### Okuma metni:
▬▬▬▬▬▬▬▬▬▬
Yolculuk yaparken gece olunca bir mağaraya sığınan, fakat yuvarlanan bir taşın mağaranın ağzını kapatmasıyla içeride mahsur kalan üç adam bir kısım iyiliklerini yad ederek Allah’a duâ etmişler. Birisi bir işveren olarak çalıştırdığı, fakat ücretini almadan giden bir işçisinin parasıyla koyun aldığını, koyunun zamanla çoğalarak koca bir sürü hâline geldiğini, uzun bir süre geçtikten sonra adamın çıkıp geldiğini, ücretini istediğini, sürüyü gösterip, “İşte bunlar senin ücretin! Çoğalıp bu hâle geldi” diye teslim ettiğini, bunun üzerine mağaranın kapağındaki taşın aralandığını, üçünün de duâsıyla tamamen açılıp kurtulduklarını1 biliyoruz.
Bu örnek, bize işçi hakkının ne kadar önemli olduğunu gösteriyor. Bize bu harika örneği anlatan, hak hukuk konusunda son derece titiz olan Allah Resûlü (asm) “İşçinin daha alnının teri kurumadan ücretini verin”2 tavsiyesinde bulunur.
İşçiyle nasıl, hangi şartlarda anlaşılmışsa işveren mutlaka bu şarta uymalıdır. Çünkü Allah Resûlü (asm), “Müslümanlar şartlarını yerine getirirler”3 buyurmuştur.
Bu şartlar gereğince işverene de, işçiye de düşen bir kısım görevler vardır.
▬▬▬▬▬▬▬▬▬▬
### Yapılacak işler:
(a) İşçi hakkıyla ilgili metnin "Yolculuk yaparken gece" ifadesinden "açılıp kurtulduklarını1 biliyoruz." ifadesine kadar olan bölümünü aynen yineleyin.
(b) İşçi hakkıyla ilgili metni kaldığı yerden alıp sürdürün.
Malzemenin bu işle hiçbir ilgisi yoktur.

### Verilen malzeme:
▬▬▬▬▬▬▬▬▬▬
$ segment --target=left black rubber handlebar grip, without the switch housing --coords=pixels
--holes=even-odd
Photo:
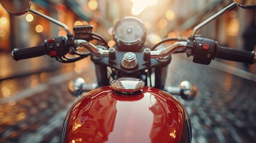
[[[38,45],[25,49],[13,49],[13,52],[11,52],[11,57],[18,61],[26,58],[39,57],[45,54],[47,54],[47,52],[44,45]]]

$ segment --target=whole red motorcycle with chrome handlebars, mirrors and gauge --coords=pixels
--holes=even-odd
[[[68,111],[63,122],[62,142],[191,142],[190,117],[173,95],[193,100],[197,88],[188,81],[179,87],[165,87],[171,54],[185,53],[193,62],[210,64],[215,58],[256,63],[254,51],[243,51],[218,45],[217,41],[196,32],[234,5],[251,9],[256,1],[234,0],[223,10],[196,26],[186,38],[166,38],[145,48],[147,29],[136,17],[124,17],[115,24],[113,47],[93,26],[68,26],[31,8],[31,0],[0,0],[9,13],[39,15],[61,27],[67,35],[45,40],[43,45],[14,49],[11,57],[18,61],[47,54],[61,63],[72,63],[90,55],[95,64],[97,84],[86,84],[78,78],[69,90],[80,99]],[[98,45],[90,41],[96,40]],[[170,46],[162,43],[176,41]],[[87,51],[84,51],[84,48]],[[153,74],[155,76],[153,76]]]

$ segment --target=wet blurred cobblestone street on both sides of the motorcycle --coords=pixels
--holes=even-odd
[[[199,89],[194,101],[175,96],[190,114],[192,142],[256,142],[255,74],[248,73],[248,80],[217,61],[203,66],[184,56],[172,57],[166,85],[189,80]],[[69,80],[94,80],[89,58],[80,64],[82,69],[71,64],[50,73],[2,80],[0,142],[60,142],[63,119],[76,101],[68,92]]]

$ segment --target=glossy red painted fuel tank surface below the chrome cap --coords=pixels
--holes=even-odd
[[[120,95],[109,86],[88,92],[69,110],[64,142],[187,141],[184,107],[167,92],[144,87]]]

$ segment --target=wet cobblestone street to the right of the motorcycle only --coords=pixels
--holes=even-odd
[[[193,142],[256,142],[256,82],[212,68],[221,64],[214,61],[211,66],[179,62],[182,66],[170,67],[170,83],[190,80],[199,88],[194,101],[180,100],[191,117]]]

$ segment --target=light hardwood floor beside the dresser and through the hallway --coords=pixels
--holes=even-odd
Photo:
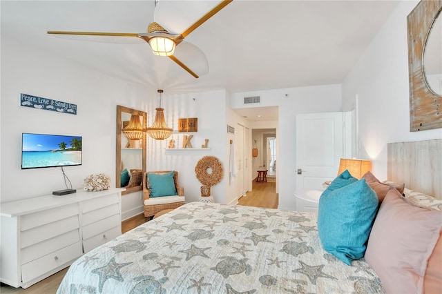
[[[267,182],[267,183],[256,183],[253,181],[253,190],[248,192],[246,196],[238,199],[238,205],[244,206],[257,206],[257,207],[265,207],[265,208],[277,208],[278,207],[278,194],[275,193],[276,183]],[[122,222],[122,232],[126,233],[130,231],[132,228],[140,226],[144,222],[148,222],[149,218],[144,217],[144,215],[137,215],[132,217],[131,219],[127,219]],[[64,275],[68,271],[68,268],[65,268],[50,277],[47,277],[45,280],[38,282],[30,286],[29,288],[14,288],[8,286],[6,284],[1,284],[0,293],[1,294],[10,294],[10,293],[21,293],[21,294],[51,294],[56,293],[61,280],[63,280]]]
▬▬▬▬▬▬▬▬▬▬
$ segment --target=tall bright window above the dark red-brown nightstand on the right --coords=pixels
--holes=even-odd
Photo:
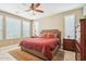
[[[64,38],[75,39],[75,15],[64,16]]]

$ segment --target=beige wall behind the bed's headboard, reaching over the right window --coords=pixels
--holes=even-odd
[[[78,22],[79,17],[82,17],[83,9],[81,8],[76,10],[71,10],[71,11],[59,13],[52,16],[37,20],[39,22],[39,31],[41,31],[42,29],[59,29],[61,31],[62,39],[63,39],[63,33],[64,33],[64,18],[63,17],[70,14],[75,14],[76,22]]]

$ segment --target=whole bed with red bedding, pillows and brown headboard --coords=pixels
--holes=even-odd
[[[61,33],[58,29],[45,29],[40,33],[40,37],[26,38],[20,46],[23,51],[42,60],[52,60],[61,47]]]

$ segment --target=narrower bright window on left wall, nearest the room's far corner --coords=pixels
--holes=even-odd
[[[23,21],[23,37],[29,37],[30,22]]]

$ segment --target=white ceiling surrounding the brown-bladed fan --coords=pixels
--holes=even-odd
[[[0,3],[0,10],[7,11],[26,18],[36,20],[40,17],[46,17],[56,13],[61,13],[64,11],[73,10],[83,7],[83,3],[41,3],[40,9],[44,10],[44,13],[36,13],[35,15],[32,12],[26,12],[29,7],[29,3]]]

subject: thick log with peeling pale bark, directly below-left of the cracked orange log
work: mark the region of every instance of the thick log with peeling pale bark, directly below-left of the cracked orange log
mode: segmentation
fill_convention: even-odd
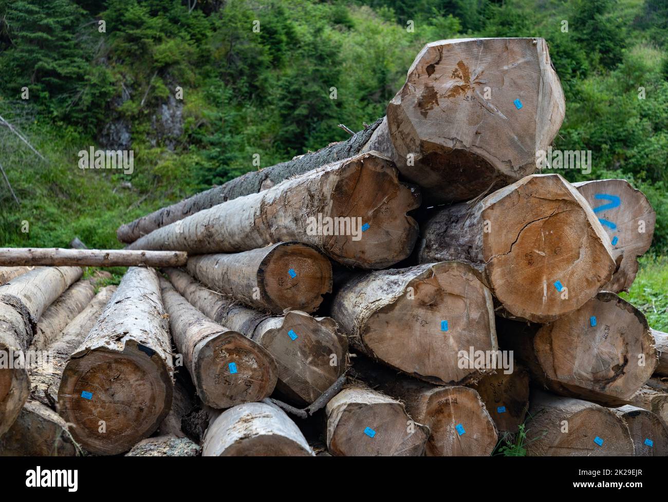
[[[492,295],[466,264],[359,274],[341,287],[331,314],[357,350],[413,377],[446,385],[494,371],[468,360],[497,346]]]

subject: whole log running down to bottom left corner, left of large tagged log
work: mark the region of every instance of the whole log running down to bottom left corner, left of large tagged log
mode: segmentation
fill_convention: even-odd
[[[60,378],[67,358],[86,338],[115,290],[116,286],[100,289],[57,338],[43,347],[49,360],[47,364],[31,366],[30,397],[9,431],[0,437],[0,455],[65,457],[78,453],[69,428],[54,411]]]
▬▬▬▬▬▬▬▬▬▬
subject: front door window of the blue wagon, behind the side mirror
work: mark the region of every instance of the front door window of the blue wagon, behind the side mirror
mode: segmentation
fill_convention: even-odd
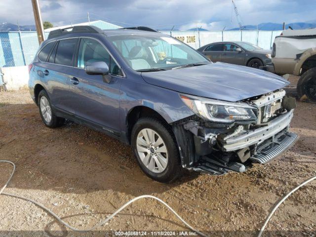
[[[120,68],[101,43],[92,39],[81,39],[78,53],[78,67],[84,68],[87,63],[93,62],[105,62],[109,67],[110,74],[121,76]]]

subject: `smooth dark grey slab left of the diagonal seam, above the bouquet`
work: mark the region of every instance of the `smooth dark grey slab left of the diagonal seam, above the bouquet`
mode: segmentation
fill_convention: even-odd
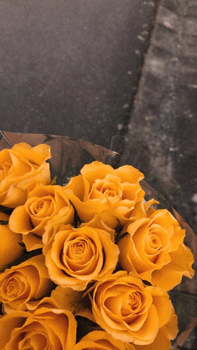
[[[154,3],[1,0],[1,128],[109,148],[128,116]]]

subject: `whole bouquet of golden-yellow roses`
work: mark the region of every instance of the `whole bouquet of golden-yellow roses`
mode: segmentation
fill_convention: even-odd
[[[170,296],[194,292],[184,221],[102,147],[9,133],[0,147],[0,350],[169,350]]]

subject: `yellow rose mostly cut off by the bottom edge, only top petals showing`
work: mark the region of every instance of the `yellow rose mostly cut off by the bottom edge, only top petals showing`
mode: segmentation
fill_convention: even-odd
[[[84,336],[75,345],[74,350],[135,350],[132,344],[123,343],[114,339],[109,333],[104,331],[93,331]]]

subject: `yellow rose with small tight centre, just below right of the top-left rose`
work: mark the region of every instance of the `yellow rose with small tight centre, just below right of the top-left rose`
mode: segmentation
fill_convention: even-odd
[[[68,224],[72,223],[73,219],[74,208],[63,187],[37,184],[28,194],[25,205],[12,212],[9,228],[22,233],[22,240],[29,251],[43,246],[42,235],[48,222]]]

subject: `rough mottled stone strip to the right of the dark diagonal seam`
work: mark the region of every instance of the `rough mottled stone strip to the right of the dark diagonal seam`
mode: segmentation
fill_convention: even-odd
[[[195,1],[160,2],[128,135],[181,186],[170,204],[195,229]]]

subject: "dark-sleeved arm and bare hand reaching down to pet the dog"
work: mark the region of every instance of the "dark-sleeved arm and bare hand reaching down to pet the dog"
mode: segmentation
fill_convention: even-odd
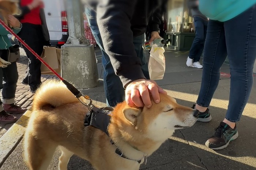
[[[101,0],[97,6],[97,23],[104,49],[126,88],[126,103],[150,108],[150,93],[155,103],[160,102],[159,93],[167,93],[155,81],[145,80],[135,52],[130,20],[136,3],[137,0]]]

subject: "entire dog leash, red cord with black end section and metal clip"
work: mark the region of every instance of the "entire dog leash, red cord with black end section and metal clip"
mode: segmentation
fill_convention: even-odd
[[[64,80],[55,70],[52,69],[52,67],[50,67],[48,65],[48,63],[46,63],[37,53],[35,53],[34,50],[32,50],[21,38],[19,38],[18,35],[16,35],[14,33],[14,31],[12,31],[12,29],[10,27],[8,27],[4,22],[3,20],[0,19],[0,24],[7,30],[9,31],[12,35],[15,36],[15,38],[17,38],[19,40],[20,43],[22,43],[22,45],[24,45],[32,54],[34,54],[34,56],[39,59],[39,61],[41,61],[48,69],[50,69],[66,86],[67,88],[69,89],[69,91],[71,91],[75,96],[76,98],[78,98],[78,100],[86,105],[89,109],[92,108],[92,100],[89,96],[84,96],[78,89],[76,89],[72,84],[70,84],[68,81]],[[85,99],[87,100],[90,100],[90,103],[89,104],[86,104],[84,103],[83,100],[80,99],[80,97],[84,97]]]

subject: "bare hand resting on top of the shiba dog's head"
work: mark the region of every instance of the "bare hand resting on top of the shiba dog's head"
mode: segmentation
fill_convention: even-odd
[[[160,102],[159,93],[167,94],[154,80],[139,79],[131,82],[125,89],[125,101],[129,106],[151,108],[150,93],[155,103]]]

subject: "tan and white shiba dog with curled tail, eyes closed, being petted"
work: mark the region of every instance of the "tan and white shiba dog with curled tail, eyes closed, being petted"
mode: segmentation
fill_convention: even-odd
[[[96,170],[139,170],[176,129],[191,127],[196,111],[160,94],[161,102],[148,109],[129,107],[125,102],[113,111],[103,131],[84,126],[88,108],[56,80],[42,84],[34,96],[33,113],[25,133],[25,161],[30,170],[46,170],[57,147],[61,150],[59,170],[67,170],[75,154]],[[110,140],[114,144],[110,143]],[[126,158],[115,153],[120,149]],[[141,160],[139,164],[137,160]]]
▬▬▬▬▬▬▬▬▬▬
### Görev sonuçları:
(a)
Yolculuk yaparken gece olunca bir mağaraya sığınan, fakat yuvarlanan bir taşın mağaranın ağzını kapatmasıyla içeride mahsur kalan üç adam bir kısım iyiliklerini yad ederek Allah’a duâ etmişler. Birisi bir işveren olarak çalıştırdığı, fakat ücretini almadan giden bir işçisinin parasıyla koyun aldığını, koyunun zamanla çoğalarak koca bir sürü hâline geldiğini, uzun bir süre geçtikten sonra adamın çıkıp geldiğini, ücretini istediğini, sürüyü gösterip, “İşte bunlar senin ücretin! Çoğalıp bu hâle geldi” diye teslim ettiğini, bunun üzerine mağaranın kapağındaki taşın aralandığını, üçünün de duâsıyla tamamen açılıp kurtulduklarını1 biliyoruz.

(b)
İşveren açısından meseleye bakacak olursak, işveren işçisinin ücretini günün şartları içerisinde tesbit etmeli, hangi işe ne kadar ücret veriliyorsa o kadar vermelidir. Yani işçi emeğinin karşılığını alabilmelidir. Hangi işe hangi ücret verileceği konusunda örf ve âdetler, ekonomik ve sosyal durum dikkate alınır. Kur’ân-ı Kerim, yaptıkları işlerden dolayı herkesin bir derecesi olduğunu4 bildirir ki, bu yapılan işe, özelliğine ve işçinin çalışmasına göre ücret verilmesi gerektiğine işaret eder. Yine Kur’ân-ı Kerim, “İnsan için ancak emeğinin karşılığı vardır”5 buyurur ki, işçi mutlaka emeğinin karşılığını alabilmelidir. Mimar Sinan’ın dakikada daha fazla çekiç sallayan işçiye, az çekiç sallayana göre daha fazla ücret verdiğini biliyoruz.
İslâm ayrıca işçinin her türlü sosyal imkânlardan yararlanmasını sağlayacak emirler de getirmiştir. İşçi aldığı maaşla evlenebilmeli; araba, ev-bark edinebilecek ölçüde sosyal imkânlara, şartlara sahip olmalıdır. Allah Resûlü (asm) buyurur ki: “Kim bizim işimizde çalışır da ailesi yoksa evlensin, hizmetçisi yoksa hizmetçi edinsin. Evi yoksa ev edinsin.”6 “Bineği yoksa binek edinsin.”7
Madem Resûl-i Ekrem (asm), bunu zamanında uygulamış, günümüzün işverenleri de işçilerine böylesine sosyal imkânlar sağlama noktasında gayretli olmalı, en azından bunu hedef edinmelidirler.
Yarın da inşaallah işçiler açısından meseleye bakalım.
Dipnotlar:
1- Riyâzü’s-Sâlihîn ve Terc, 1:13-14 (Hadis no: 12; Buharî ve Müslim’den.)
2- İbni Mâce, Rühûn: 4.
3- Buharî, İcare: 14.
4- Ahkaf Sûresi: 19.
5- Necm Sûresi: 39.
6- Ebû Davud, Sünen, 3:134 (Hadis no: 2945.)
7- Müsned, 4:229.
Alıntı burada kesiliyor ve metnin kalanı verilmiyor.